DATA SUPPLIED:

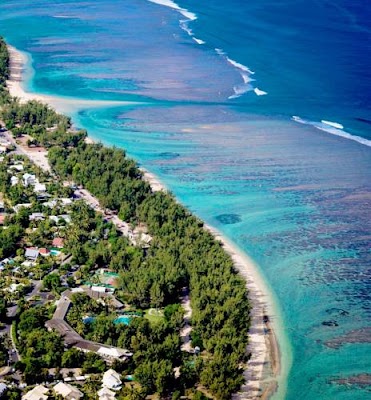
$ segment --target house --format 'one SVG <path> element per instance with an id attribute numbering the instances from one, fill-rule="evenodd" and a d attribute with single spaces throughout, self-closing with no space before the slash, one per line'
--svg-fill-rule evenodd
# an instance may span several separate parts
<path id="1" fill-rule="evenodd" d="M 3 397 L 5 392 L 8 390 L 8 386 L 5 385 L 5 383 L 0 382 L 0 397 Z"/>
<path id="2" fill-rule="evenodd" d="M 44 221 L 45 217 L 43 213 L 32 213 L 28 219 L 30 221 Z"/>
<path id="3" fill-rule="evenodd" d="M 48 396 L 46 393 L 49 392 L 43 385 L 37 385 L 29 392 L 27 392 L 24 396 L 22 396 L 22 400 L 47 400 Z"/>
<path id="4" fill-rule="evenodd" d="M 37 257 L 39 257 L 39 250 L 34 247 L 28 247 L 24 256 L 31 261 L 36 261 Z"/>
<path id="5" fill-rule="evenodd" d="M 71 215 L 69 215 L 69 214 L 61 214 L 61 215 L 58 215 L 58 217 L 64 219 L 67 224 L 70 224 L 72 221 Z"/>
<path id="6" fill-rule="evenodd" d="M 63 249 L 64 246 L 64 239 L 63 238 L 54 238 L 52 242 L 52 246 L 56 247 L 57 249 Z"/>
<path id="7" fill-rule="evenodd" d="M 103 387 L 101 390 L 99 390 L 97 395 L 99 400 L 114 400 L 116 393 L 106 387 Z"/>
<path id="8" fill-rule="evenodd" d="M 22 179 L 23 179 L 23 185 L 25 187 L 34 186 L 36 184 L 36 182 L 37 182 L 36 175 L 32 175 L 32 174 L 29 174 L 29 173 L 25 173 L 23 175 Z"/>
<path id="9" fill-rule="evenodd" d="M 23 164 L 15 164 L 9 167 L 10 170 L 15 169 L 18 172 L 23 171 Z"/>
<path id="10" fill-rule="evenodd" d="M 44 257 L 50 256 L 50 250 L 46 249 L 45 247 L 39 249 L 39 253 Z"/>
<path id="11" fill-rule="evenodd" d="M 45 183 L 36 182 L 33 190 L 35 193 L 45 193 L 46 185 Z"/>
<path id="12" fill-rule="evenodd" d="M 66 400 L 79 400 L 81 397 L 84 396 L 84 394 L 80 392 L 79 389 L 68 383 L 63 382 L 57 383 L 54 386 L 53 390 L 57 395 L 62 396 Z"/>
<path id="13" fill-rule="evenodd" d="M 120 374 L 118 374 L 114 369 L 109 369 L 103 374 L 102 386 L 108 389 L 120 390 L 121 389 L 121 379 Z"/>
<path id="14" fill-rule="evenodd" d="M 13 210 L 17 213 L 21 208 L 31 208 L 31 206 L 31 203 L 17 204 L 13 207 Z"/>

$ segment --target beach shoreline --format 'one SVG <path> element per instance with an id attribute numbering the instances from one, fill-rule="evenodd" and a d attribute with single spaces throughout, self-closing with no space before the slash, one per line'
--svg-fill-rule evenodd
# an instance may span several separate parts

INSTRUCTIONS FOR THE TASK:
Rewrite all of the data above with every "segment" changed to "outline" and everything else kept the same. Leave out the pictures.

RESULT BELOW:
$ outline --target house --format 'one SVG <path> element per instance with an id attribute numbering the instances from one, fill-rule="evenodd" and a d attribute with single spaces throughout, self-closing with no space before the slash, one per line'
--svg-fill-rule evenodd
# an instance may span several separate parts
<path id="1" fill-rule="evenodd" d="M 3 397 L 5 392 L 8 390 L 8 386 L 5 385 L 5 383 L 0 382 L 0 397 Z"/>
<path id="2" fill-rule="evenodd" d="M 44 221 L 45 217 L 43 213 L 32 213 L 28 219 L 30 221 Z"/>
<path id="3" fill-rule="evenodd" d="M 48 396 L 46 393 L 49 392 L 43 385 L 37 385 L 29 392 L 27 392 L 24 396 L 22 396 L 22 400 L 47 400 Z"/>
<path id="4" fill-rule="evenodd" d="M 37 257 L 39 257 L 39 250 L 34 247 L 28 247 L 24 256 L 31 261 L 36 261 Z"/>
<path id="5" fill-rule="evenodd" d="M 71 215 L 69 215 L 69 214 L 61 214 L 61 215 L 58 215 L 58 217 L 64 219 L 67 224 L 70 224 L 72 221 Z"/>
<path id="6" fill-rule="evenodd" d="M 63 249 L 64 246 L 64 239 L 63 238 L 54 238 L 52 242 L 52 246 L 56 247 L 57 249 Z"/>
<path id="7" fill-rule="evenodd" d="M 103 387 L 101 390 L 99 390 L 97 395 L 99 400 L 114 400 L 116 393 L 106 387 Z"/>
<path id="8" fill-rule="evenodd" d="M 22 179 L 23 179 L 23 185 L 25 187 L 34 186 L 36 184 L 36 182 L 37 182 L 36 175 L 32 175 L 32 174 L 29 174 L 29 173 L 25 173 L 23 175 Z"/>
<path id="9" fill-rule="evenodd" d="M 23 164 L 15 164 L 9 167 L 10 170 L 15 169 L 18 172 L 23 171 Z"/>
<path id="10" fill-rule="evenodd" d="M 44 257 L 50 256 L 50 250 L 46 249 L 45 247 L 39 249 L 39 253 Z"/>
<path id="11" fill-rule="evenodd" d="M 45 183 L 36 182 L 33 190 L 35 193 L 45 193 L 46 185 Z"/>
<path id="12" fill-rule="evenodd" d="M 66 400 L 79 400 L 81 397 L 84 396 L 84 394 L 80 392 L 79 389 L 68 383 L 63 382 L 57 383 L 54 386 L 53 390 L 57 395 L 62 396 Z"/>
<path id="13" fill-rule="evenodd" d="M 120 374 L 118 374 L 114 369 L 109 369 L 103 374 L 102 386 L 108 389 L 120 390 L 121 389 L 121 379 Z"/>
<path id="14" fill-rule="evenodd" d="M 13 210 L 17 213 L 21 208 L 31 208 L 31 206 L 31 203 L 17 204 L 13 207 Z"/>

$ outline --target beach shoreline --format 'one SVG <path> element per instance with an id attribute numbering the instances from one, fill-rule="evenodd" and a d attribute with single spaces throughout, self-closing with no space before the slash, one per line'
--svg-fill-rule evenodd
# an instance may span several separate parts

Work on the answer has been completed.